本書は1978年の作品ですが、2023年のいま読んでもまったく古びていないところが驚きです。けれどもその時代特有の空気はきちんと感じられるのがまた凄い。

 

主人公の富小路公子(本名:鈴木君子)は、戦後の女実業家として莫大な富を築き上げたものの、その絶頂期に謎の死を遂げました。物語はそんな公子の死の真相を探るべく動いた小説家のインタビューに、彼女に関わった27人の男女が応えていくという流れで始まります。

 

面白いのは、27人それぞれ公子に抱いていた印象が異なること。そんなことは当たり前と言ってはそうなんですが、公子の場合は「悪女」だという人もいれば、「あんなに素敵な人はいない」という人もおり、その差に開きがあることです。ということは公子は裏表の激しい人間なのか?と疑いそうになりますが、そういうわけでもないところが魅力的なんです。ひとり一章形式で公子とのエピソードを語っていくのですが、本書を読み終えた頃にはきっと誰もが公子のファンになっているかもしれません。

— 課題 —
原文のうち「本書は1978年の作品ですが」を含む箇所から書き写し始め、「になっているかもしれません。」まで写したところで終えてください。 資料は使わなくてもかまいません。

— データセット欄 —
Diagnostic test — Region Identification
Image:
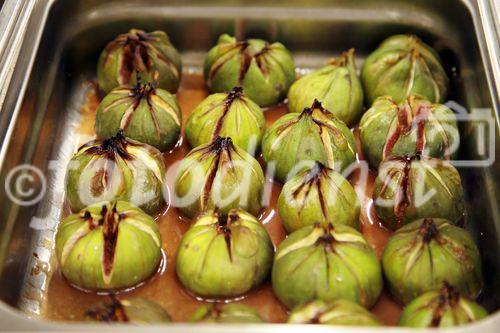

— 課題の解答 —
本書は1978年の作品ですが、2023年のいま読んでもまったく古びていないところが驚きです。けれどもその時代特有の空気はきちんと感じられるのがまた凄い。

 

主人公の富小路公子(本名:鈴木君子)は、戦後の女実業家として莫大な富を築き上げたものの、その絶頂期に謎の死を遂げました。物語はそんな公子の死の真相を探るべく動いた小説家のインタビューに、彼女に関わった27人の男女が応えていくという流れで始まります。

 

面白いのは、27人それぞれ公子に抱いていた印象が異なること。そんなことは当たり前と言ってはそうなんですが、公子の場合は「悪女」だという人もいれば、「あんなに素敵な人はいない」という人もおり、その差に開きがあることです。ということは公子は裏表の激しい人間なのか?と疑いそうになりますが、そういうわけでもないところが魅力的なんです。ひとり一章形式で公子とのエピソードを語っていくのですが、本書を読み終えた頃にはきっと誰もが公子のファンになっているかもしれません。